_Your objective:_ Copy exactly the lines that run from the one containing "Every instance of the ash-covered" through the end of the entries, both ends included.

_Items listed in a dataset:_
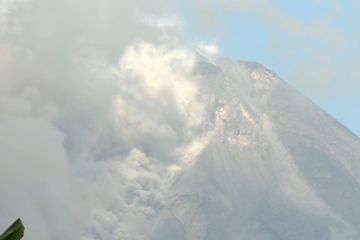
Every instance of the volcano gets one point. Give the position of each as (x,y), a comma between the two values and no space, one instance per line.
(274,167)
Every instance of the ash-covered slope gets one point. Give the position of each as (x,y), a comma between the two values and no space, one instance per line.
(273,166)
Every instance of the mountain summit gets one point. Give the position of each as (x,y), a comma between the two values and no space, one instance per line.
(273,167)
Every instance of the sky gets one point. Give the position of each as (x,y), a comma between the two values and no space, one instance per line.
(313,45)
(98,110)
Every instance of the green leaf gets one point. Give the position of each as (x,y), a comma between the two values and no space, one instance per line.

_Answer area:_
Every instance of the ash-covered slope gets one point. Give the position of each as (x,y), a comma between the two values and no space, one instance per line.
(273,166)
Every instance of the mountain summit gets one point. Give the position of each as (x,y), a comma between the two values and no space, one instance per line.
(273,167)
Every instance of the sky gets one point. Give the position of each as (x,y), a comma between the two values and no space, one instance per line.
(313,45)
(98,110)
Every instance of the green leaf gets one point. Give the position of each as (x,y), a comma between the two values and no space, one instance per line.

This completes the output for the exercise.